Your goal: Only the number is wanted: state how many lines of the data below contain the word "banana".

(Dataset entries)
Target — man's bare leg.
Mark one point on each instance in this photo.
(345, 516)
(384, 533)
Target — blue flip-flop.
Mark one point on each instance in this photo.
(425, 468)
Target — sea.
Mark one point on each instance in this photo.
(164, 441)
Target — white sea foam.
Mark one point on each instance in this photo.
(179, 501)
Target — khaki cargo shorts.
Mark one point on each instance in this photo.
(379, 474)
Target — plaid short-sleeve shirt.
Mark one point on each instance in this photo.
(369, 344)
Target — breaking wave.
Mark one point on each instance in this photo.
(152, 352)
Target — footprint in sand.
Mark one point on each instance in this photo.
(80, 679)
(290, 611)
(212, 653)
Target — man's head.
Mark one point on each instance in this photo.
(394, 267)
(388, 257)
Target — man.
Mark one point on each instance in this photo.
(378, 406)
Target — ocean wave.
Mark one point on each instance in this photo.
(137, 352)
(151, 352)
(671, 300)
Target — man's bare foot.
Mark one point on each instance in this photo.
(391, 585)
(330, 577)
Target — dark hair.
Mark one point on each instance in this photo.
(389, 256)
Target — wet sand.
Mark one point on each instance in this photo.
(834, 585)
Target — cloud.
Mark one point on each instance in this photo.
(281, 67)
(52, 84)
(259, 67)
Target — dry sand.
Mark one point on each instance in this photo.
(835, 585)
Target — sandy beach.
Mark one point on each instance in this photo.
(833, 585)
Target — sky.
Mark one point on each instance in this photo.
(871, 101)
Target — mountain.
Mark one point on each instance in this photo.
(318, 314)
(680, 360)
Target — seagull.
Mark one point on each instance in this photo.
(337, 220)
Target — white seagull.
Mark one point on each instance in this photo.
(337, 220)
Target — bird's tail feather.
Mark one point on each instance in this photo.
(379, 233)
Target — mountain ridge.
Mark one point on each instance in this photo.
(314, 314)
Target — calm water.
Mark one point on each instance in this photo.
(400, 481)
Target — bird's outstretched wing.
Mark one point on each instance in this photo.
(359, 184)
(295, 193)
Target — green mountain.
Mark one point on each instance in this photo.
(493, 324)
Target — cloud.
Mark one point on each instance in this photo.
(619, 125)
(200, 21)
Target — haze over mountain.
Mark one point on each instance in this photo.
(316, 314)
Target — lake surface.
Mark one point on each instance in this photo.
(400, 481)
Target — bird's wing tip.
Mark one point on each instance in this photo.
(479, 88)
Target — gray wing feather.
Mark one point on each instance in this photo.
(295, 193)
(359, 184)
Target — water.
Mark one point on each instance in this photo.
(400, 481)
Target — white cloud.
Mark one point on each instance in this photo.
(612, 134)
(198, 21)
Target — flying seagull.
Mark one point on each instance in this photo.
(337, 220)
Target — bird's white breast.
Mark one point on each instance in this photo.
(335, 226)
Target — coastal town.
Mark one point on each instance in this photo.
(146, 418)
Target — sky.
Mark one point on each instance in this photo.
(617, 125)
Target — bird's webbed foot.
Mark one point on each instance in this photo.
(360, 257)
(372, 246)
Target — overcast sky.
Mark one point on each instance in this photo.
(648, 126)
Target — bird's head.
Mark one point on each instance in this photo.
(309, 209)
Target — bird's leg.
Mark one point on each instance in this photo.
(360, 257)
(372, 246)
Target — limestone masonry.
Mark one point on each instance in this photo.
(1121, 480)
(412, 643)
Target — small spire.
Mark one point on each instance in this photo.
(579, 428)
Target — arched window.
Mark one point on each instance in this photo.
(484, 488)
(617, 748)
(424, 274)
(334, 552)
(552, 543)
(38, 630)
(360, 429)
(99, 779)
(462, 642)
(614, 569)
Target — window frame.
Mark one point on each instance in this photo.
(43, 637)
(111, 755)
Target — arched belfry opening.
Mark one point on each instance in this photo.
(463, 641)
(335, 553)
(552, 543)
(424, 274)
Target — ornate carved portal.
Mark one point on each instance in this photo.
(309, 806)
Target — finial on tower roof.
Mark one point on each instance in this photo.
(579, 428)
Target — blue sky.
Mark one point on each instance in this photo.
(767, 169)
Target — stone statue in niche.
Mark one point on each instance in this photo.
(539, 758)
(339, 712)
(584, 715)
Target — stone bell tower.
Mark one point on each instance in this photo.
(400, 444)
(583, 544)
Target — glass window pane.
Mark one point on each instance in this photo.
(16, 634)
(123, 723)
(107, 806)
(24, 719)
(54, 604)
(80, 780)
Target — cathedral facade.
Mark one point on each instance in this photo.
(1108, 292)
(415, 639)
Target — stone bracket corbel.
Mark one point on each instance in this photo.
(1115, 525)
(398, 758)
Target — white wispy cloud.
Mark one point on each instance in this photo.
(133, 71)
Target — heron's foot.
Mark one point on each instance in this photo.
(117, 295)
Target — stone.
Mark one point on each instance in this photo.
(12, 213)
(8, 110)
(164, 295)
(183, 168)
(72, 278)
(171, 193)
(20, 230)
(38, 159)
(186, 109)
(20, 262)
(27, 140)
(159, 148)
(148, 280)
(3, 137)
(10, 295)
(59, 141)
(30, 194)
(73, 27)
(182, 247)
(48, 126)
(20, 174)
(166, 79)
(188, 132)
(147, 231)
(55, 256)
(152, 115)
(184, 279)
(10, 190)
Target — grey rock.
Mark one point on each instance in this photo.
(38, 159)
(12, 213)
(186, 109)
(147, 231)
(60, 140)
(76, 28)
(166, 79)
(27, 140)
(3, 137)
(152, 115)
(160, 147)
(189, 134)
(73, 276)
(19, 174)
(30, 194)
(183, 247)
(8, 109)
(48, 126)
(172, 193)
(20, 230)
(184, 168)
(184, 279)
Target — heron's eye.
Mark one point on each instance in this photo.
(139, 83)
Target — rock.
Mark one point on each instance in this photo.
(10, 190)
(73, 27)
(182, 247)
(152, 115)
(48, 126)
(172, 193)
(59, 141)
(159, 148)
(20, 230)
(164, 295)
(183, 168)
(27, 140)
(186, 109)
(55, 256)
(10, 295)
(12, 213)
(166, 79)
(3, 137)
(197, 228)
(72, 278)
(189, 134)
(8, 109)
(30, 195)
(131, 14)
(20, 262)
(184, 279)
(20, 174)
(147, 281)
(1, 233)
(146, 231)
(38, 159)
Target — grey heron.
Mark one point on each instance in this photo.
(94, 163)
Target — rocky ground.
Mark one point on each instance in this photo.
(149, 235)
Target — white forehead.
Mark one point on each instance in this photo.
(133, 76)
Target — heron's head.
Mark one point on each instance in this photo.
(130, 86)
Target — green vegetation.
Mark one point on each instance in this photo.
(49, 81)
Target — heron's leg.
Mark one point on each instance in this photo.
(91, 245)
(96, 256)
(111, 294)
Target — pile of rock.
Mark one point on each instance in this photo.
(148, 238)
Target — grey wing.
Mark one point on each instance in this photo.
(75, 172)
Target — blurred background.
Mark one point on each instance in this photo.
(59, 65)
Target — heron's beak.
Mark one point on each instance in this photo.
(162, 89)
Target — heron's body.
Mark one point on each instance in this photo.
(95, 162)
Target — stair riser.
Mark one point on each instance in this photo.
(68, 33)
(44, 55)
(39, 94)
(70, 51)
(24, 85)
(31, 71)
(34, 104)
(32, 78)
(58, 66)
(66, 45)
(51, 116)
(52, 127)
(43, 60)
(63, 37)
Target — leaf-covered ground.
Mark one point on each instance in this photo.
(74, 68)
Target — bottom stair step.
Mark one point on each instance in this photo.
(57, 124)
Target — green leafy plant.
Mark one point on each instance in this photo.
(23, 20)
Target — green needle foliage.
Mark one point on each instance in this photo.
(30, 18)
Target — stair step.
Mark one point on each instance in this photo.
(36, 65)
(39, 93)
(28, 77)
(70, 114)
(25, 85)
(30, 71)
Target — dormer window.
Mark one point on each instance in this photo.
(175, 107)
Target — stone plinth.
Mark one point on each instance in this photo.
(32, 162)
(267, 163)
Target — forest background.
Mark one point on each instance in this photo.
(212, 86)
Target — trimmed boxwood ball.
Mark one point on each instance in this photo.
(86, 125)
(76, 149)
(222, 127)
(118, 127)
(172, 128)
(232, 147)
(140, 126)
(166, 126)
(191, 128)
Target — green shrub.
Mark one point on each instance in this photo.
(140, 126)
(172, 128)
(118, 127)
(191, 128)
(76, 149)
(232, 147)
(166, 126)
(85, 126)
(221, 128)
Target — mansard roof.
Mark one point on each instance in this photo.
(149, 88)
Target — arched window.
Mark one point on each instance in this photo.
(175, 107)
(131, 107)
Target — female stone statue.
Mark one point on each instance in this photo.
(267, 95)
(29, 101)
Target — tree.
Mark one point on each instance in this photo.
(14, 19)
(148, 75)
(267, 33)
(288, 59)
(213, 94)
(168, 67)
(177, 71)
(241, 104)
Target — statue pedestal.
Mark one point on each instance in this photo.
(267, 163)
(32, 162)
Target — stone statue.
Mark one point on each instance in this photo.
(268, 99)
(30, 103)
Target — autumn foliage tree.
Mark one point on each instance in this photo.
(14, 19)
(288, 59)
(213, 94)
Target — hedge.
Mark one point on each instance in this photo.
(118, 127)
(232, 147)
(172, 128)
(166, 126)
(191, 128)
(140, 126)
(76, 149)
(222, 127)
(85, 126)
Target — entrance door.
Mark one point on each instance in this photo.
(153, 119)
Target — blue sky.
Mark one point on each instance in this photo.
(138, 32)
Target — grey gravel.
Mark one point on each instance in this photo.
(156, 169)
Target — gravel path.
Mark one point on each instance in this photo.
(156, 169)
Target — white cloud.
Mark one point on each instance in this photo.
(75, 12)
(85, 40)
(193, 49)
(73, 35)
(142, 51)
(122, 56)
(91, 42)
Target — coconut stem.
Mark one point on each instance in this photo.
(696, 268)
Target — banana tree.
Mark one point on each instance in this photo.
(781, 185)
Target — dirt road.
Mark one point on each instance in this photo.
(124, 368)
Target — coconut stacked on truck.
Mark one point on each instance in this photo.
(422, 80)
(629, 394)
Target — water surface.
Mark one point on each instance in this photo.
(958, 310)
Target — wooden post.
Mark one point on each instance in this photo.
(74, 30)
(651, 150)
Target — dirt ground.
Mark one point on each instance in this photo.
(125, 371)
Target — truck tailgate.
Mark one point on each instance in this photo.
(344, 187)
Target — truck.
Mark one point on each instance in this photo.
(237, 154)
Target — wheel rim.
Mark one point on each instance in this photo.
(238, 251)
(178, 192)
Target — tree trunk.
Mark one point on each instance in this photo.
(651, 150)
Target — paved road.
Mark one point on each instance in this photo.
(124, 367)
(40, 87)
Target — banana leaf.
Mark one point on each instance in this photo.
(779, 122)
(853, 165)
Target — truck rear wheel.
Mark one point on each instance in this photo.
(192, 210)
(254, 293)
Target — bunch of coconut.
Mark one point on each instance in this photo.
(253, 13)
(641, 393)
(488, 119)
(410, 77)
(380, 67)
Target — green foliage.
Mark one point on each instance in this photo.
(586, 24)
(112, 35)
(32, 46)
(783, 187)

Result of this exercise: 2